Please rewrite the records as a numbered list, starting with the line containing "The agent must" and going on through the line containing "Where exactly is it?", with nothing else included. Skip any blank lines and leave the pictures out.

> [INFORMATION SUPPLIED]:
:::

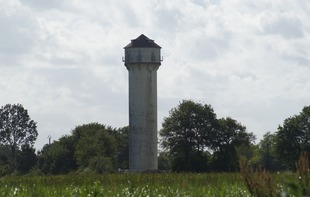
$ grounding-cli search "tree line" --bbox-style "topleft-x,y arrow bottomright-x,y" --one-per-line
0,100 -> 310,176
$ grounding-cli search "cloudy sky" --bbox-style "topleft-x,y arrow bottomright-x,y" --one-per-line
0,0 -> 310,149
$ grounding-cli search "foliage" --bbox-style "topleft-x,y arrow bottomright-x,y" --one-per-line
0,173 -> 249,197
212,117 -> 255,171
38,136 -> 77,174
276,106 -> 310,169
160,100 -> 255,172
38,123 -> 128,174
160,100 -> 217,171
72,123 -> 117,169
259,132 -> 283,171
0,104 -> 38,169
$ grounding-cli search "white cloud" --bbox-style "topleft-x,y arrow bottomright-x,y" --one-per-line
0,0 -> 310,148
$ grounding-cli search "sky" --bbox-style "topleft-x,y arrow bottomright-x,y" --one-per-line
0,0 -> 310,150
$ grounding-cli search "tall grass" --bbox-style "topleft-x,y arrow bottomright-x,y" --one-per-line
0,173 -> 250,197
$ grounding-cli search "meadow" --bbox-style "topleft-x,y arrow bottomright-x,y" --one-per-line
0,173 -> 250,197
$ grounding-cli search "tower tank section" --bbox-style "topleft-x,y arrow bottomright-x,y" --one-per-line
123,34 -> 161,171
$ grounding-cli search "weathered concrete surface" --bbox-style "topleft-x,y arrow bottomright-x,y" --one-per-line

:::

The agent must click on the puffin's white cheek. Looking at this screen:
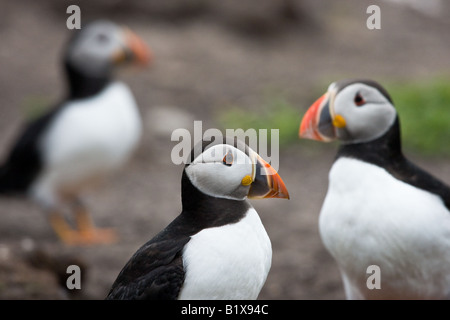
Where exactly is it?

:::

> [THE SOLUTION]:
1. The agent must click on the puffin's white cheek. Looking at this screen:
2. Where exactly is it?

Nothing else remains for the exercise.